La facilità con cui abbiamo accesso a quasi tutto ciò che desideriamo può essere insidiosa in modo schiacciante, ed erodere silenziosamente la barriera tra tempo libero e lavoro. Le notifiche spuntano in qualsiasi momento della giornata, ricordandoci problemi professionali o di scuola, presentandoci titoli di notizie terribili, inutili e banali pettegolezzi, facendoci arrabbiare su questioni insignificanti, pubblicizzando prodotti di cui non abbiamo bisogno e inviandoci messaggi o chiamate a cui preferiremmo non rispondere. Questa amalgama, impossibile da ordinare idealmente, non fa altro che spingerci verso un sovraccarico perpetuo dell’universo personale che condividiamo con molti altri. L’inerzia con cui assorbiamo questo volume di informazioni conduce alla necessità di una "disintossicazione".
Per quanto riguarda la disconnessione, ci sono due approcci principali che differiscono secondo la loro ideologia di base: potremmo desiderare di disconnetterci per concentrarci sullo sviluppo personale o per sfuggire alle responsabilità. Un approccio, quest’ultimo, ovviamente più dannoso che benefico. Evitare dei compiti non fa altro che aumentare la nostra ansia che alla fine si traduce in esaurimento. Una strategia come questa ha molto in comune con la procrastinazione. Procrastinare non è un sinonimo di pigrizia perché consiste in un rinvio delle responsabilità, non in un assoluto disprezzo per esse. Tuttavia, la proroga diventa un peso per la nostra coscienza, rendendo impossibile una vera disconnessione.
La prima strategia, d’altra parte, prevede una chiara separazione tra il tempo dedicato al lavoro e quello per se stessi, promuovendo lo sviluppo della propria personalità e il recupero, o il consolidamento, della propria identità al di fuori delle circostanze attuali in cui si vive. Andrei Pleșu definisce, sinteticamente ma in modo suggestivo, tale tipo di disconnessione come "un’uscita igienica e verticale, al di fuori del momento presente".[1] Questi sono i momenti in cui gli obblighi, le urgenze e i problemi vanno temporaneamente in secondo piano e il tempo libero diventa primario. È qui che entra in gioco la versatilità, poiché ognuno di noi ha un modo diverso di capitalizzare il tempo trascorso lontano dagli schermi. Tali attività sono accompagnate da un’anticipazione positiva dell’esperienza e di per sé rappresentano un’opportunità di crescita e relax. Questo approccio allo sviluppo di sé facilita un buon clima morale e un funzionamento ottimale nella vita di tutti i giorni.[2]
Al di là dei benefici appena menzionati, è difficile da descrivere il piacere che deriva dall’immersione in un’attività gradevole. Quando siamo veramente assorbiti dalle nostre passioni, ci dimentichiamo involontariamente dello stress, le ore volano tanto da sembrare pochi minuti e la nostra attenzione è dedicata a un compito molto chiaro, orientato verso un’opportunità di crescita. La soddisfazione di superare gradualmente i nostri limiti nell’ambito che abbiamo scelto è insostituibile, e ci fornisce l’energia essenziale per affrontare le sfide che dobbiamo superare nella nostra routine quotidiana. Durante questa esperienza, le emozioni si comprendono meglio dopo averle vissute.

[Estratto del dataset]
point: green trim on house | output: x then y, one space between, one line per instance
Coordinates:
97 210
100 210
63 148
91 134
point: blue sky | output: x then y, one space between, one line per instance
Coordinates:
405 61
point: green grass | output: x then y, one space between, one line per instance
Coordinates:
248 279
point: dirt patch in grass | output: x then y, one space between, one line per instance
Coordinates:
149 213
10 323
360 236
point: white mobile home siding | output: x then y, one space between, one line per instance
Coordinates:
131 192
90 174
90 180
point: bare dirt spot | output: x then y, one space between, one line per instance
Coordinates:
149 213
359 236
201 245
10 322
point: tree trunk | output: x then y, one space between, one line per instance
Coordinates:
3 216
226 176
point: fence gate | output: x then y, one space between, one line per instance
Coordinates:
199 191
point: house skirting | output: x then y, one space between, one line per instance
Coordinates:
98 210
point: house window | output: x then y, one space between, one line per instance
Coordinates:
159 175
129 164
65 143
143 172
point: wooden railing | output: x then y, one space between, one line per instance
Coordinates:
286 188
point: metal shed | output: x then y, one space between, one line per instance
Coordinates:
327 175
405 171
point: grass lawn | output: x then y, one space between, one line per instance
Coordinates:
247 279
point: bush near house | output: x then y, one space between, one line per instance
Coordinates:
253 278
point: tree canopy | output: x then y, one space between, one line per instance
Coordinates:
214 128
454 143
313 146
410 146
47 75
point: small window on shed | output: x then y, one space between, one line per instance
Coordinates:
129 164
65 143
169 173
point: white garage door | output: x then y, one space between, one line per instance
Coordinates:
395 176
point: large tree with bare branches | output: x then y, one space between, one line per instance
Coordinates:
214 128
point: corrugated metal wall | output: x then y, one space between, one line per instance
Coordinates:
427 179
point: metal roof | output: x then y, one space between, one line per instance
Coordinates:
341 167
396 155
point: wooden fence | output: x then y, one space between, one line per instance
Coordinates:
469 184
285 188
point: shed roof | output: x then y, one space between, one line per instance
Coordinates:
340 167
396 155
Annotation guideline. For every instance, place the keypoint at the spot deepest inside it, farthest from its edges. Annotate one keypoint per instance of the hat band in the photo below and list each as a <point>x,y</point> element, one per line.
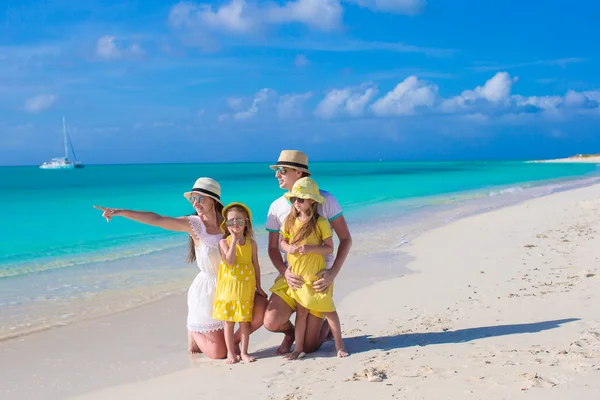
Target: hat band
<point>208,192</point>
<point>292,164</point>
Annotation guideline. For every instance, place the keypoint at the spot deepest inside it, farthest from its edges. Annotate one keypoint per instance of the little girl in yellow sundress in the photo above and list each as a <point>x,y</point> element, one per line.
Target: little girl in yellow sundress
<point>306,238</point>
<point>238,278</point>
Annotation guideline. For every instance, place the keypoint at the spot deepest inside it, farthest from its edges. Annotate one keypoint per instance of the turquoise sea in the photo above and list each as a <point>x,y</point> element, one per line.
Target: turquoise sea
<point>60,259</point>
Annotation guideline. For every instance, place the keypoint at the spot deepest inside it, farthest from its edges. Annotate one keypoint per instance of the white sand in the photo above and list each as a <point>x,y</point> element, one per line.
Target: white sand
<point>503,305</point>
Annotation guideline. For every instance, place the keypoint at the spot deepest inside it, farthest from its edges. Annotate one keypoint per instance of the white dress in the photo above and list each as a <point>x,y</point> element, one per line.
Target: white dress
<point>201,294</point>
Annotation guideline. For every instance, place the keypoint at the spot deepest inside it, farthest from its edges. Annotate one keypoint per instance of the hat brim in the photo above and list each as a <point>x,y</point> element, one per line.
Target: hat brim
<point>316,197</point>
<point>235,203</point>
<point>290,167</point>
<point>187,195</point>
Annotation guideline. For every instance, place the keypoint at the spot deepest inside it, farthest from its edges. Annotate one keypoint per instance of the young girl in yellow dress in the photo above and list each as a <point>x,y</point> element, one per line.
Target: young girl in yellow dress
<point>238,278</point>
<point>307,237</point>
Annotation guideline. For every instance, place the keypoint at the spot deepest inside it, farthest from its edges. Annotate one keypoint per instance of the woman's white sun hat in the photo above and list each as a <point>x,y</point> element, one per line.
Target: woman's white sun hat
<point>292,159</point>
<point>206,187</point>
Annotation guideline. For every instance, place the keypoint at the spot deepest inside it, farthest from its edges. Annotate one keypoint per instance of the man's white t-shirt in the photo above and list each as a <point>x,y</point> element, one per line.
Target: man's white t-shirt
<point>281,207</point>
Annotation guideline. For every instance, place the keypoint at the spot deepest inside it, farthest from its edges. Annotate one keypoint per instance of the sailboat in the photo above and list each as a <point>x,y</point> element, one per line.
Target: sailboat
<point>63,162</point>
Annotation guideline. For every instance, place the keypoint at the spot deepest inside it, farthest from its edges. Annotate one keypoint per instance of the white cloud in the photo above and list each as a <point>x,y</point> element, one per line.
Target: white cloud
<point>39,103</point>
<point>496,90</point>
<point>109,48</point>
<point>301,61</point>
<point>292,105</point>
<point>350,101</point>
<point>408,7</point>
<point>324,15</point>
<point>236,16</point>
<point>413,96</point>
<point>241,17</point>
<point>407,98</point>
<point>259,100</point>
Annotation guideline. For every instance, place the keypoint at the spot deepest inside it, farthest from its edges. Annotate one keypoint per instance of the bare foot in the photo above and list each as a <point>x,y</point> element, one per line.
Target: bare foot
<point>192,346</point>
<point>248,358</point>
<point>343,353</point>
<point>296,355</point>
<point>232,359</point>
<point>329,336</point>
<point>286,345</point>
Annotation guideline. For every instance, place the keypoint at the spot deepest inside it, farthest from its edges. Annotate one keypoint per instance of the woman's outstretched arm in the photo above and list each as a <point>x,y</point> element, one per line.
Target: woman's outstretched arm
<point>180,224</point>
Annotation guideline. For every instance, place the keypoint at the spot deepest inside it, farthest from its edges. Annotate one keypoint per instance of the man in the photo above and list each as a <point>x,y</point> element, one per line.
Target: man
<point>291,166</point>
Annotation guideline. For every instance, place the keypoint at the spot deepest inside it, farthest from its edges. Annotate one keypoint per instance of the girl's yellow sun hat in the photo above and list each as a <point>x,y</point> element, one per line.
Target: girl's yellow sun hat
<point>306,188</point>
<point>228,207</point>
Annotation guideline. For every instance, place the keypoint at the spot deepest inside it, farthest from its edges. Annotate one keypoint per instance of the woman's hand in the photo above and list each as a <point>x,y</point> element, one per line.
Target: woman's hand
<point>236,237</point>
<point>108,213</point>
<point>304,249</point>
<point>325,279</point>
<point>294,281</point>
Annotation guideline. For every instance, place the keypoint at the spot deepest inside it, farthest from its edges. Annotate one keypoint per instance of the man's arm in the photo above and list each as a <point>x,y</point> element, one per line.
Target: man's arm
<point>293,280</point>
<point>275,254</point>
<point>340,227</point>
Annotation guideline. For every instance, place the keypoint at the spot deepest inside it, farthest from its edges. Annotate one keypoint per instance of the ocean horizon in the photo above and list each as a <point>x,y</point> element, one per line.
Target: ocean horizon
<point>61,262</point>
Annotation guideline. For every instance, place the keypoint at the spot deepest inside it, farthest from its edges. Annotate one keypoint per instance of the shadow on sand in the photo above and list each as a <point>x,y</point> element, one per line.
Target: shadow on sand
<point>363,343</point>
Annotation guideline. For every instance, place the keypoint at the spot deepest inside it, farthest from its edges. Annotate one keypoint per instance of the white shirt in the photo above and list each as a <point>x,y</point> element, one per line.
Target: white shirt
<point>280,208</point>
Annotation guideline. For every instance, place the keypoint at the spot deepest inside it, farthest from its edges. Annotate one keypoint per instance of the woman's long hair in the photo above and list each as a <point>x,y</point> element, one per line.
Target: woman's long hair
<point>218,208</point>
<point>306,228</point>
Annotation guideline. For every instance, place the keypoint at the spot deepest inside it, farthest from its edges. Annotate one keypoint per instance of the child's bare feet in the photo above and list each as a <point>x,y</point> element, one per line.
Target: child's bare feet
<point>192,346</point>
<point>343,353</point>
<point>248,358</point>
<point>296,355</point>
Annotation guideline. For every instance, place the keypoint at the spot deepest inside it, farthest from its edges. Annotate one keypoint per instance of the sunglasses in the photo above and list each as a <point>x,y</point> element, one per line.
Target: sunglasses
<point>235,221</point>
<point>197,198</point>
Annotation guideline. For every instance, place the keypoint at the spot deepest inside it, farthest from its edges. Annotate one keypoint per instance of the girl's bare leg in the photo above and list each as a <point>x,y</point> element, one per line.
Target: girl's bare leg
<point>335,325</point>
<point>230,342</point>
<point>300,331</point>
<point>258,312</point>
<point>212,344</point>
<point>245,328</point>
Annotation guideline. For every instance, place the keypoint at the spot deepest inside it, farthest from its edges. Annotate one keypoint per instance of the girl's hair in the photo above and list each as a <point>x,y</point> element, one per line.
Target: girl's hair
<point>307,228</point>
<point>218,207</point>
<point>248,231</point>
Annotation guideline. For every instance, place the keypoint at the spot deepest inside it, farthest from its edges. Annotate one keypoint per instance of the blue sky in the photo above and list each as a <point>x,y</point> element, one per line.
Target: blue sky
<point>239,80</point>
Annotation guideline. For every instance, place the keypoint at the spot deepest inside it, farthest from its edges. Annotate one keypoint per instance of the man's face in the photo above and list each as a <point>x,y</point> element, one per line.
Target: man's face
<point>287,177</point>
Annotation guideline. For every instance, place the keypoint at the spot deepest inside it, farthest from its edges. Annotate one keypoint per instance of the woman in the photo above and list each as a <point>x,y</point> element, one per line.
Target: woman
<point>205,334</point>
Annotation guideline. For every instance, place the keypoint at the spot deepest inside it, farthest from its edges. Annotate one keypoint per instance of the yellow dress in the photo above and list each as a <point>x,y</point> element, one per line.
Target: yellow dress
<point>236,285</point>
<point>307,266</point>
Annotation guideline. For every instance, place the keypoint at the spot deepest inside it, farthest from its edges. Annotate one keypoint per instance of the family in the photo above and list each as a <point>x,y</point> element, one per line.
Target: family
<point>228,290</point>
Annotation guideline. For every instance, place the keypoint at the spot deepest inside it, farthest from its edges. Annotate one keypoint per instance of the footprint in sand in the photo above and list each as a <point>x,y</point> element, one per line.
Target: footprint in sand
<point>371,374</point>
<point>535,380</point>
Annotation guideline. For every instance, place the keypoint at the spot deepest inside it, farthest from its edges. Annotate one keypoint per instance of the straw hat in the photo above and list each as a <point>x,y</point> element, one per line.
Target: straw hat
<point>207,187</point>
<point>235,203</point>
<point>306,188</point>
<point>292,159</point>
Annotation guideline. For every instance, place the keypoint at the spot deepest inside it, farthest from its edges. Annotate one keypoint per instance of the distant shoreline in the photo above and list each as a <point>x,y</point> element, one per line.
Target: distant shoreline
<point>579,158</point>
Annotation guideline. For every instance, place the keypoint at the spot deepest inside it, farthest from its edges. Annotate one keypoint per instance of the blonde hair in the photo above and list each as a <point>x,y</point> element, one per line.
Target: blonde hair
<point>307,227</point>
<point>248,231</point>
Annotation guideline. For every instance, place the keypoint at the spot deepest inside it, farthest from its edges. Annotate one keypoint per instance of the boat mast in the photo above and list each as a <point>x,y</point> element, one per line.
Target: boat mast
<point>65,137</point>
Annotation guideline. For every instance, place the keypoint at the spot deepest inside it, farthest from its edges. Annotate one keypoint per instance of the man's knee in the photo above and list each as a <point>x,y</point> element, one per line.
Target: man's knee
<point>277,315</point>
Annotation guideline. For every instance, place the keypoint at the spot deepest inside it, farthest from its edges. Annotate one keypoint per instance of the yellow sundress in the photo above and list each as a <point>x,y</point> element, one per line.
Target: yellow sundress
<point>307,266</point>
<point>236,285</point>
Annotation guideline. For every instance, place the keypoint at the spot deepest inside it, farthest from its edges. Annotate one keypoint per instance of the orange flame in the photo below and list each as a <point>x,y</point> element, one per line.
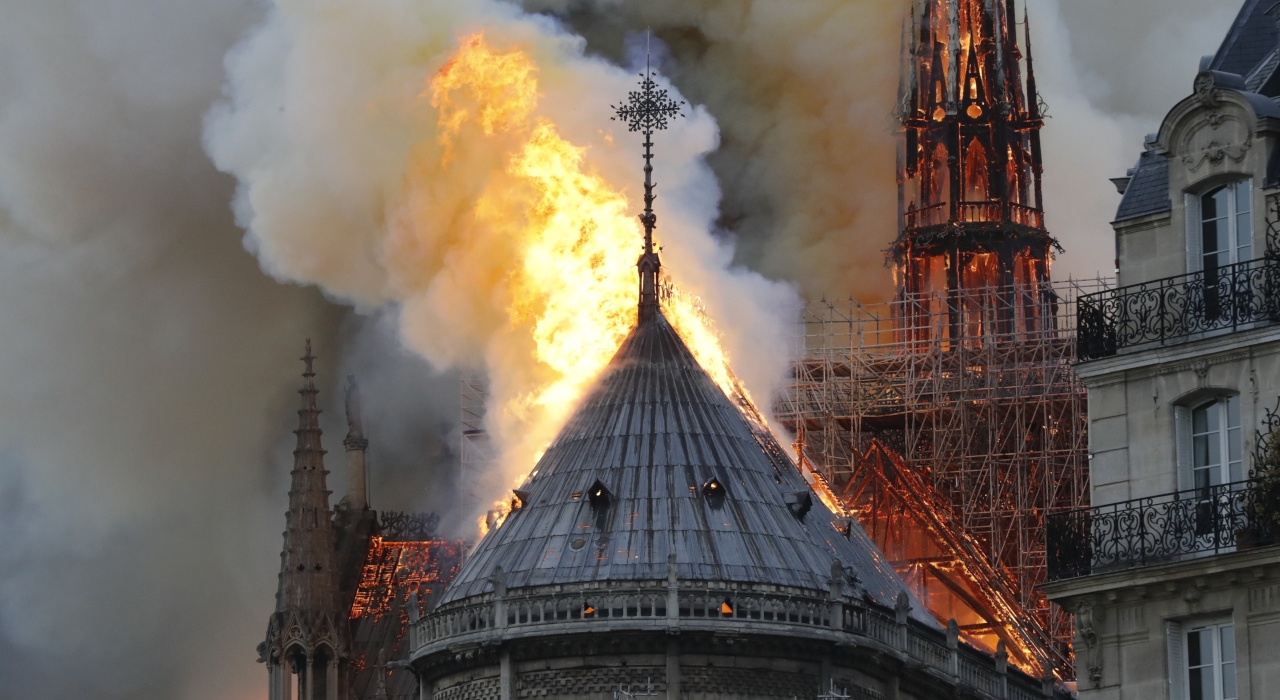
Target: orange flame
<point>576,287</point>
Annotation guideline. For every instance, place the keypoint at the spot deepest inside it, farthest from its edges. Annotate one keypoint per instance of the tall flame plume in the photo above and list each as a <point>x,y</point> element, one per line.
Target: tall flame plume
<point>577,239</point>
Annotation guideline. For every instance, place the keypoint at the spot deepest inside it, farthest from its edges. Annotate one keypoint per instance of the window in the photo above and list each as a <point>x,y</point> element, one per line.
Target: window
<point>1225,225</point>
<point>1210,445</point>
<point>1202,660</point>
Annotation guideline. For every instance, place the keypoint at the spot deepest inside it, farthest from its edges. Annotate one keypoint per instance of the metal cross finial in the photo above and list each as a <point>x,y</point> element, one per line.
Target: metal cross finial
<point>309,358</point>
<point>648,110</point>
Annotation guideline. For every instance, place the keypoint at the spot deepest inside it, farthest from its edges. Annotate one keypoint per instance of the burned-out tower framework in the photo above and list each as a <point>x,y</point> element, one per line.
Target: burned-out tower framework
<point>950,419</point>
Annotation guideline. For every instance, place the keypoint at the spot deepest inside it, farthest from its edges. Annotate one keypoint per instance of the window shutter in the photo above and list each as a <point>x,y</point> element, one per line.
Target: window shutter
<point>1183,447</point>
<point>1175,666</point>
<point>1194,261</point>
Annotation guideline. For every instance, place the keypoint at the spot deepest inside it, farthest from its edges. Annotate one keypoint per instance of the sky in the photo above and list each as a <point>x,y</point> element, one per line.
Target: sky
<point>149,352</point>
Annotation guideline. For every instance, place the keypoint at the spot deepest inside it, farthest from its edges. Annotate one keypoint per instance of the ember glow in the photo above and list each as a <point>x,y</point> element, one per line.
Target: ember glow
<point>577,239</point>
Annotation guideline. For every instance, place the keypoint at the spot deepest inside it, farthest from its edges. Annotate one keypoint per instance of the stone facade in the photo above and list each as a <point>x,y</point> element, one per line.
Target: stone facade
<point>1174,591</point>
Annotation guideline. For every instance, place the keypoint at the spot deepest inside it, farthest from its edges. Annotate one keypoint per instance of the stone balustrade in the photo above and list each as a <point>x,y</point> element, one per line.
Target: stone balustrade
<point>606,607</point>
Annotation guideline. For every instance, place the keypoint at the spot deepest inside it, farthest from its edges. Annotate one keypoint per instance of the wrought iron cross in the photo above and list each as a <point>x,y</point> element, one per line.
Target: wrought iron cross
<point>648,110</point>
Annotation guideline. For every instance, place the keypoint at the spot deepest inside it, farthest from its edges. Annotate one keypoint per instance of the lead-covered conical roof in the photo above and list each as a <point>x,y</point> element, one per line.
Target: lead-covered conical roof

**Cosa fare**
[a] Modifica la parte del brano sulla disconnessione che si apre con le parole "Per quanto riguarda" e si chiude con "una vera disconnessione.", mettendo "rinuncia" al posto di "procrastinazione".
[b] Prosegui il brano sulla disconnessione a partire dalla sua ultima frase.
Le righe del dataset non hanno alcun legame con il brano.

**Soluzioni**
[a]
Per quanto riguarda la disconnessione, ci sono due approcci principali che differiscono secondo la loro ideologia di base: potremmo desiderare di disconnetterci per concentrarci sullo sviluppo personale o per sfuggire alle responsabilità. Un approccio, quest’ultimo, ovviamente più dannoso che benefico. Evitare dei compiti non fa altro che aumentare la nostra ansia che alla fine si traduce in esaurimento. Una strategia come questa ha molto in comune con la rinuncia. Procrastinare non è un sinonimo di pigrizia perché consiste in un rinvio delle responsabilità, non in un assoluto disprezzo per esse. Tuttavia, la proroga diventa un peso per la nostra coscienza, rendendo impossibile una vera disconnessione.

[b]
Tuttavia, non possiamo semplicemente limitarci a un’immagine ideale di disconnessione benefica e costruttiva, perché nella vita reale affrontiamo problemi che presentano una varietà di sfumature personalizzate.
Una fonte di scoraggiamento è data dalla mancanza di un hobby. Alcuni confessano di non avere alcun passatempo. Ho attraversato anch’io fasi come queste e penso che tale barriera, apparentemente insormontabile, si sgretoli se si persiste nell’individuare un hobby che si adatti alla propria personalità. Spesso è necessario un periodo di tentativi ed errori per scoprire esattamente ciò che potrebbe interessarci, poiché le proprie aspettative potrebbero non essere sempre congruenti con la realtà.
In ogni caso, gli ostacoli possono continuare a insorgere anche dopo aver scelto un hobby. Un impedimento comune, che spesso porta all’abbandono, è la necessità di familiarizzare con l’attività che abbiamo scelto. L’inizio in qualsiasi campo può essere demotivante ed è normale sentirsi scoraggiati. Tuttavia, con perseveranza e un po’ di disciplina, questa fase si supera ed è seguita dalla soddisfazione.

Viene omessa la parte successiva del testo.